Rescale the data starting with the line that contains "of the leafy" and going on through the line that contains "point(925, 361)", both included, and give only those lines: copy every line unchanged except that each point coordinate in the answers is multiplied by 0.55 and rounded to a whole number, with halves rounded up.
━━━ PROVIDED MATERIAL ━━━
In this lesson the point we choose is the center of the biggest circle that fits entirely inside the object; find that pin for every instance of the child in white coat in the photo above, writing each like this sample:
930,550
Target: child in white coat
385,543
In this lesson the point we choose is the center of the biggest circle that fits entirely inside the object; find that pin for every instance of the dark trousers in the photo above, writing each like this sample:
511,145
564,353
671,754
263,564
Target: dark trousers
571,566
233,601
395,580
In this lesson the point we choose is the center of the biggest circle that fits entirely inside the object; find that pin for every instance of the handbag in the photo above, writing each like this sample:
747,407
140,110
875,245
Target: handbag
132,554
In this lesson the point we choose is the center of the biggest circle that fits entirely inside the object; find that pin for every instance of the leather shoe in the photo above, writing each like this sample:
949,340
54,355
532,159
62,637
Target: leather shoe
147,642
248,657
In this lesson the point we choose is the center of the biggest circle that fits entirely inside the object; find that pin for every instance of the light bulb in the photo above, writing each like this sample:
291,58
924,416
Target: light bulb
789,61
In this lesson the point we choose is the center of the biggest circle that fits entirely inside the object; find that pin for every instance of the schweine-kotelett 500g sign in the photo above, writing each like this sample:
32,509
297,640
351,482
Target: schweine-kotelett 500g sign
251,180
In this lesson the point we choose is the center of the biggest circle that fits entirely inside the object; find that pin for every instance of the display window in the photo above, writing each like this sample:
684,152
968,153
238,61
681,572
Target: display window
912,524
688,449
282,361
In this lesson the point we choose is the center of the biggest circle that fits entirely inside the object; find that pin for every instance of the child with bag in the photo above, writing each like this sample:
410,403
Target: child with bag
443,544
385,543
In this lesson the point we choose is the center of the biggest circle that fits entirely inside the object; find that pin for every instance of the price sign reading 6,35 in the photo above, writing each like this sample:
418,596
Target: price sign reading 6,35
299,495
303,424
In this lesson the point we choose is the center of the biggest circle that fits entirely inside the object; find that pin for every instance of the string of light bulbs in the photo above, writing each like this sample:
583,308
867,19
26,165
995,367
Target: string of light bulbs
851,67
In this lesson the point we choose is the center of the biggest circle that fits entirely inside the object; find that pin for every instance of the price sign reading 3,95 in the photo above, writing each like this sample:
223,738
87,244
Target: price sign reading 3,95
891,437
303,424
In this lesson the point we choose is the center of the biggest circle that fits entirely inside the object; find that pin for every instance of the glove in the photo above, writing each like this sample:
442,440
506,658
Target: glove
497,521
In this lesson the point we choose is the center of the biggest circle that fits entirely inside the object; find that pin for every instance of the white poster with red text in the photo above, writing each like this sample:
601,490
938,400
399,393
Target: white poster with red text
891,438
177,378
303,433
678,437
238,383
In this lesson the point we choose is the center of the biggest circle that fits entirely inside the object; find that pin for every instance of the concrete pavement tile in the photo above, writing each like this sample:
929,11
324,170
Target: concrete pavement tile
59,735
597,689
━━━
━━━ PROVIDED MATERIAL ━━━
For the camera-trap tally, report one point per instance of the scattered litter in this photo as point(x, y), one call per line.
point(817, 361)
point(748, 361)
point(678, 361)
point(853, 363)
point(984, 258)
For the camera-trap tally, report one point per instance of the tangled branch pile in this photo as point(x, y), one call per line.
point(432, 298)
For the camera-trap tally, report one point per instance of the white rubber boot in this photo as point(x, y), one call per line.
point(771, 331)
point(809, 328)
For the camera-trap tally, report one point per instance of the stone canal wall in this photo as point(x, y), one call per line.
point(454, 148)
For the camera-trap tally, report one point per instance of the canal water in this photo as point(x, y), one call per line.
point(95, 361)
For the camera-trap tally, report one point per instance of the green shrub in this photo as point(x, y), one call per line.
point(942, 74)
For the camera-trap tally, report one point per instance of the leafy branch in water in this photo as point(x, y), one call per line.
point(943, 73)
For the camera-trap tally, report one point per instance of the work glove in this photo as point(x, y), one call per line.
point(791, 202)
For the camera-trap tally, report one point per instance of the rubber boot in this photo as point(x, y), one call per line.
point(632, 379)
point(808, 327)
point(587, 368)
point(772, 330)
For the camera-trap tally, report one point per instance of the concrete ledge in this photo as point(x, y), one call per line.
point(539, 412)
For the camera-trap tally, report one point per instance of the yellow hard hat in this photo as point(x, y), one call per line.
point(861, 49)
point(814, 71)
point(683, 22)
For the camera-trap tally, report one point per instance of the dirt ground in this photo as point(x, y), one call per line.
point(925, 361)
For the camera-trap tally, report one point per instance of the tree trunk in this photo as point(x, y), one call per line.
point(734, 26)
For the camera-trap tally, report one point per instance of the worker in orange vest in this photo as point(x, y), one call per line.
━━━
**FULL RESPONSE:**
For the camera-trap tally, report one point per instance of the leafy branch in water in this photo as point(x, y), one call per line.
point(519, 40)
For the camera-trap tally, report one point per instance of the work glove in this photo as point(x, y), one call per line.
point(435, 111)
For the camera-trap tally, report one point per instance of the rubber boot in this photo as point(x, y), one call per line.
point(348, 208)
point(444, 180)
point(323, 202)
point(425, 182)
For the camera-trap tally, report one point per instance of the concrete ledge in this photo as point(x, y), one call per line.
point(296, 227)
For the camera-trap tally, report one point per instance of the yellow hard hat in this photo as point(x, y), one call per line.
point(474, 27)
point(448, 39)
point(376, 12)
For the camera-trap tally, report one point per instance of the dirt ground in this photo as point(x, y), one call per line.
point(509, 199)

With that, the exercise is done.